[[ Material for this exercise open ]]

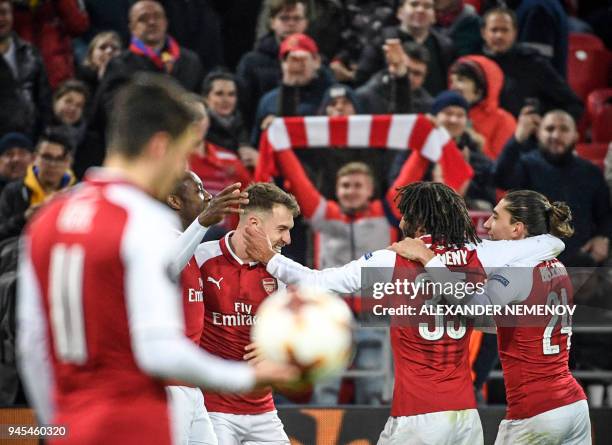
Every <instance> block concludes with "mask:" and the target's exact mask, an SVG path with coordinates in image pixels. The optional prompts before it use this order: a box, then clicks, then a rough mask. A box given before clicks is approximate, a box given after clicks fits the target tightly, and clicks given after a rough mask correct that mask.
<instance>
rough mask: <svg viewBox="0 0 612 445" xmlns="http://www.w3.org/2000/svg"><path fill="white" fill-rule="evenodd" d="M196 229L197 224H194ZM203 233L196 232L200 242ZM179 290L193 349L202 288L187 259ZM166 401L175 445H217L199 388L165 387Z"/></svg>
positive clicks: (197, 331) (200, 390) (198, 275)
mask: <svg viewBox="0 0 612 445" xmlns="http://www.w3.org/2000/svg"><path fill="white" fill-rule="evenodd" d="M198 226H199V224H198ZM205 233H206V230H205V229H204V228H202V229H201V230H199V231H198V236H199V238H200V239H202V237H203V236H204V234H205ZM181 287H182V289H183V315H184V317H185V335H186V336H187V338H189V339H190V340H191V341H192V342H194V343H195V344H196V345H199V344H200V337H201V336H202V330H203V329H204V311H205V307H204V285H203V282H202V275H201V273H200V268H199V267H198V265H197V264H196V261H195V258H194V257H191V258H190V259H189V260H188V261H187V265H185V268H184V269H183V271H182V272H181ZM167 390H168V397H169V401H170V404H171V407H172V425H173V428H174V436H175V437H176V438H177V440H176V443H178V444H181V445H217V444H218V441H217V436H216V434H215V430H214V428H213V425H212V422H211V420H210V417H209V415H208V412H207V411H206V406H205V405H204V395H203V394H202V391H201V390H200V388H195V387H192V386H185V385H183V384H178V385H175V386H168V388H167Z"/></svg>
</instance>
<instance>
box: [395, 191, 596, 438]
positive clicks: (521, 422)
mask: <svg viewBox="0 0 612 445" xmlns="http://www.w3.org/2000/svg"><path fill="white" fill-rule="evenodd" d="M570 223H571V212H570V209H569V207H568V206H567V205H566V204H565V203H562V202H552V203H551V202H550V201H549V200H548V199H547V198H546V197H545V196H544V195H542V194H540V193H537V192H534V191H531V190H518V191H514V192H510V193H508V194H507V195H506V196H505V197H504V199H502V200H501V201H500V202H499V203H498V204H497V206H496V207H495V209H494V210H493V215H492V216H491V217H490V218H489V219H488V220H487V222H486V223H485V228H486V229H487V230H488V231H489V235H490V236H491V239H494V240H498V239H502V240H515V239H525V238H528V237H533V236H536V235H540V234H544V233H551V234H553V235H555V236H563V237H569V236H572V234H573V232H574V231H573V229H572V227H571V225H570ZM413 241H414V242H412V251H411V252H404V253H405V254H407V255H410V256H411V257H412V258H414V259H415V260H418V261H420V262H421V263H423V264H427V267H426V269H427V271H428V272H429V273H430V275H431V276H433V277H434V278H435V279H436V280H440V281H445V282H447V281H449V280H451V279H452V277H450V276H448V270H447V269H445V268H444V265H443V264H442V263H441V262H439V261H438V260H437V259H435V258H434V257H435V255H434V253H433V252H432V251H431V250H429V249H427V248H426V247H425V246H424V245H423V244H422V243H420V242H419V241H418V240H413ZM408 243H411V241H409V240H407V241H406V243H404V244H406V245H407V244H408ZM513 266H515V267H503V268H499V269H496V270H494V271H492V273H491V274H490V275H489V281H488V283H487V286H486V288H485V292H484V294H481V295H473V296H471V297H466V298H465V299H457V298H453V296H452V295H449V296H447V297H446V298H447V300H448V301H449V302H450V303H455V304H465V305H491V304H495V305H510V304H524V305H545V304H546V305H549V306H550V305H554V306H558V305H571V304H572V301H573V289H572V283H571V280H570V278H569V276H568V274H567V270H566V269H565V267H564V266H563V264H562V263H561V262H560V261H559V260H556V259H554V260H551V261H545V262H537V261H532V262H528V261H525V262H522V263H520V264H516V265H513ZM496 321H497V324H498V326H497V336H498V344H499V355H500V359H501V364H502V369H503V371H504V382H505V386H506V399H507V401H508V409H507V412H506V418H505V419H504V420H502V422H501V424H500V426H499V431H498V434H497V440H496V441H495V444H496V445H513V444H523V443H532V442H531V441H536V442H538V443H539V441H540V440H541V441H542V443H544V442H545V443H555V444H568V445H569V444H573V445H586V444H590V443H591V422H590V419H589V409H588V405H587V402H586V396H585V394H584V391H583V390H582V387H581V386H580V385H579V384H578V382H577V381H576V379H575V378H574V377H573V376H572V374H571V372H570V370H569V348H570V344H571V343H570V339H571V335H572V327H571V317H570V316H557V315H552V316H550V315H548V316H543V317H537V319H536V318H535V317H531V318H530V319H529V320H523V321H521V320H512V319H509V318H508V317H503V316H502V317H496ZM527 438H528V439H527Z"/></svg>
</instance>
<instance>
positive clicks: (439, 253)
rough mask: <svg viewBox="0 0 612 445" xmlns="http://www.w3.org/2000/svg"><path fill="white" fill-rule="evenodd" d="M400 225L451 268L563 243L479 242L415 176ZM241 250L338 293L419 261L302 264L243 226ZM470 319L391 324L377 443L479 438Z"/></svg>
mask: <svg viewBox="0 0 612 445" xmlns="http://www.w3.org/2000/svg"><path fill="white" fill-rule="evenodd" d="M398 207H399V210H400V212H401V214H402V221H401V223H400V228H401V229H402V231H403V233H404V234H405V235H406V236H411V237H414V236H418V235H426V236H427V239H428V242H430V243H431V245H432V247H433V248H434V250H435V251H436V253H437V254H438V255H440V256H441V257H443V258H444V259H445V261H446V263H447V265H451V264H452V265H453V266H452V267H451V269H452V268H454V267H460V268H466V267H469V268H471V269H472V270H475V269H478V270H483V271H486V270H487V269H490V268H491V267H496V266H501V265H504V264H506V263H508V262H509V261H518V260H520V259H531V258H536V259H549V258H554V257H555V256H556V255H557V254H558V253H559V251H560V250H562V249H563V243H562V242H561V241H560V240H558V239H557V238H554V237H552V236H551V235H544V236H539V237H534V238H531V239H528V240H522V241H506V242H503V241H502V242H499V243H505V249H499V247H500V246H499V245H498V244H499V243H495V244H494V243H491V242H489V241H484V242H480V243H478V242H477V241H478V239H477V237H476V235H475V233H474V228H473V226H472V223H471V220H470V217H469V215H468V213H467V209H466V207H465V203H464V201H463V198H461V197H460V196H459V195H458V194H457V193H455V192H454V191H453V190H452V189H450V188H449V187H447V186H445V185H444V184H440V183H433V182H417V183H413V184H410V185H408V186H405V187H403V188H402V189H400V201H399V205H398ZM246 241H247V252H248V254H249V255H250V257H251V258H254V259H257V260H259V261H261V262H263V263H266V264H267V271H268V272H269V273H270V274H271V275H273V276H275V277H277V278H278V279H280V280H282V281H284V282H285V283H287V284H297V283H299V284H303V285H316V286H319V287H322V288H324V289H330V290H333V291H336V292H338V293H349V292H359V291H361V290H362V269H364V268H378V271H379V273H381V274H383V275H384V274H387V276H385V277H383V278H382V279H379V280H378V281H388V282H390V281H393V280H394V279H395V278H396V277H397V275H396V272H397V271H408V273H409V274H411V275H412V276H413V277H416V276H418V275H420V274H421V272H423V267H422V265H421V264H419V263H416V262H413V261H408V260H407V259H405V258H403V257H401V256H399V255H397V254H396V253H395V252H394V251H392V250H379V251H375V252H372V253H368V254H366V255H364V256H363V257H362V258H360V259H358V260H356V261H353V262H351V263H349V264H347V265H345V266H342V267H338V268H330V269H324V270H320V271H317V270H311V269H308V268H306V267H304V266H302V265H300V264H298V263H296V262H294V261H292V260H290V259H288V258H286V257H283V256H282V255H280V254H278V253H277V252H275V251H274V250H273V249H271V247H270V241H269V240H267V239H266V237H265V235H264V234H263V233H261V232H260V231H257V230H252V229H249V230H248V231H247V236H246ZM471 332H472V325H471V324H466V323H465V319H460V320H447V319H445V318H444V317H434V316H431V317H430V319H429V320H428V323H424V324H422V325H419V326H418V327H417V326H394V325H392V326H391V346H392V349H393V357H394V364H395V388H394V392H393V402H392V407H391V417H390V418H389V420H388V422H387V425H386V426H385V429H384V431H383V432H382V433H381V436H380V439H379V444H399V443H401V444H417V443H428V444H448V443H453V444H465V445H475V444H479V443H480V444H482V442H483V436H482V427H481V424H480V419H479V417H478V412H477V410H476V400H475V398H474V391H473V387H472V380H471V377H470V369H469V366H468V344H469V337H470V334H471Z"/></svg>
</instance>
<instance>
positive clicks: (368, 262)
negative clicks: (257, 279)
mask: <svg viewBox="0 0 612 445" xmlns="http://www.w3.org/2000/svg"><path fill="white" fill-rule="evenodd" d="M395 259H396V254H395V252H392V251H390V250H377V251H375V252H369V253H366V254H365V255H363V256H362V257H360V258H359V259H357V260H354V261H351V262H350V263H348V264H345V265H344V266H341V267H332V268H328V269H324V270H314V269H309V268H308V267H305V266H302V265H301V264H299V263H297V262H295V261H293V260H291V259H289V258H287V257H285V256H283V255H280V254H278V255H275V256H274V257H273V258H272V259H271V260H270V262H269V263H268V265H267V270H268V273H270V274H271V275H273V276H274V277H276V278H278V279H279V280H280V281H283V282H284V283H287V284H301V285H307V286H316V287H320V288H323V289H327V290H331V291H334V292H338V293H343V294H345V293H355V292H359V291H360V290H361V287H362V269H364V268H376V269H377V270H379V271H380V273H381V274H382V275H383V276H382V277H380V279H379V281H390V280H391V278H392V276H393V266H394V265H395ZM370 272H371V271H370Z"/></svg>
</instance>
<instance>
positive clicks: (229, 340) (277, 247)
mask: <svg viewBox="0 0 612 445" xmlns="http://www.w3.org/2000/svg"><path fill="white" fill-rule="evenodd" d="M245 192H246V193H247V194H248V200H249V202H248V204H247V205H245V206H243V207H242V209H243V211H244V213H243V214H241V215H240V221H239V223H238V226H237V228H236V230H235V231H232V232H229V233H228V234H226V235H225V236H224V237H223V238H222V239H220V240H218V241H209V242H206V243H202V244H200V245H199V246H198V247H197V248H196V249H195V254H194V256H195V259H196V262H197V265H198V266H199V267H200V271H201V273H202V278H203V280H204V295H206V312H205V324H206V328H205V329H204V331H203V333H202V338H201V341H200V346H201V347H202V348H203V349H204V350H206V351H207V352H209V353H212V354H215V355H218V356H220V357H222V358H226V359H232V360H243V359H245V360H247V359H248V357H251V356H253V355H256V352H254V351H251V352H250V353H247V354H245V348H247V346H249V345H250V343H251V340H250V338H251V326H252V325H253V324H254V323H255V322H256V316H255V314H256V312H257V308H258V307H259V305H260V303H261V302H262V301H263V300H264V299H265V298H266V297H267V296H268V295H270V294H272V293H273V292H275V291H276V290H278V289H279V287H282V286H284V284H283V283H282V282H279V281H278V280H277V279H276V278H274V277H273V276H272V275H270V274H269V273H268V272H266V268H265V266H264V265H262V264H258V263H257V262H256V261H255V260H254V259H253V258H251V257H250V256H249V255H248V254H247V253H246V250H245V241H244V236H245V230H246V228H247V227H251V226H252V227H258V228H260V229H261V230H262V231H263V232H264V233H266V236H267V237H269V239H270V240H271V245H272V246H273V247H272V248H273V249H274V251H275V252H280V250H281V249H282V247H283V246H285V245H287V244H289V243H291V236H290V234H289V231H290V230H291V228H292V227H293V224H294V223H293V218H294V217H295V216H297V215H298V214H299V206H298V204H297V202H296V200H295V198H294V197H293V196H292V195H290V194H288V193H286V192H284V191H283V190H281V189H280V188H278V187H277V186H275V185H274V184H269V183H255V184H251V185H250V186H249V187H248V188H247V189H246V190H245ZM196 224H197V221H194V223H193V224H192V226H193V225H196ZM181 239H182V240H183V241H184V243H183V244H184V245H185V246H187V245H189V244H190V243H192V242H193V239H194V237H193V234H191V233H185V234H184V235H183V236H182V237H181ZM195 239H199V240H201V237H199V236H198V235H196V236H195ZM266 239H268V238H266ZM183 250H186V251H188V249H187V248H185V249H183ZM247 352H248V351H247ZM245 356H246V357H247V358H245ZM253 362H258V360H257V359H255V360H254V361H253ZM204 396H205V403H206V408H207V410H208V412H209V416H210V419H211V420H212V423H213V426H214V429H215V433H216V434H217V438H218V440H219V443H220V444H232V445H233V444H259V443H274V444H289V439H288V437H287V435H286V434H285V432H284V429H283V424H282V422H281V421H280V419H279V418H278V415H277V413H276V409H275V406H274V401H273V400H272V392H271V390H270V388H266V389H263V390H258V391H254V392H251V393H248V394H236V395H234V394H218V393H213V392H205V394H204Z"/></svg>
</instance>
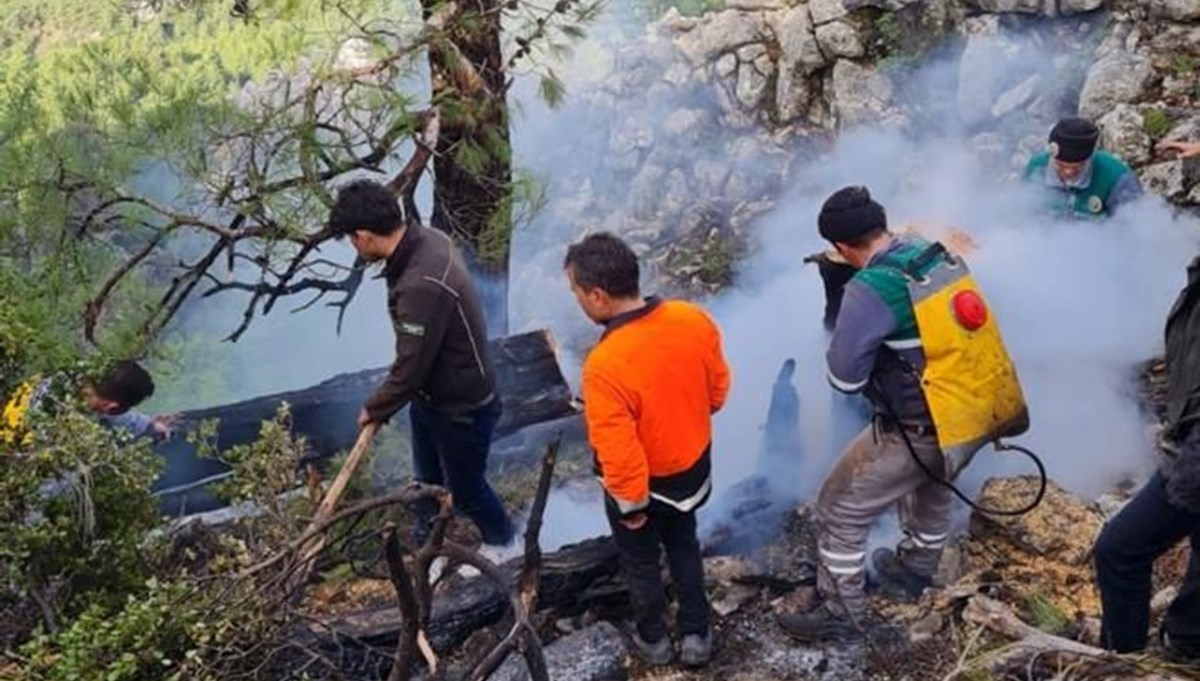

[[ Material for this exercise closed ]]

Requirement
Which lines hold the string "rough"? Copy all of them from the data above.

Answer to this problem
Every <instance> block concludes with "mask:" and the target's exact mask, an SVG path with coordinates in image pixels. The optional prompts before it use this order: a box, then clicks, then a rough mask. A box given before clicks is approximate, a box given after clicks fits the target tightly, and clicks given after a rough mask correct that mask.
rough mask: <svg viewBox="0 0 612 445" xmlns="http://www.w3.org/2000/svg"><path fill="white" fill-rule="evenodd" d="M196 229L197 224H194ZM203 233L196 232L200 242ZM179 290L193 349L202 288L187 259ZM166 401L175 445H217L199 388L165 387Z"/></svg>
rough mask: <svg viewBox="0 0 612 445" xmlns="http://www.w3.org/2000/svg"><path fill="white" fill-rule="evenodd" d="M400 225L451 268L563 243L479 242L415 176ZM241 250L338 293L419 261L302 264L243 226ZM470 319L391 324L377 443L479 438Z"/></svg>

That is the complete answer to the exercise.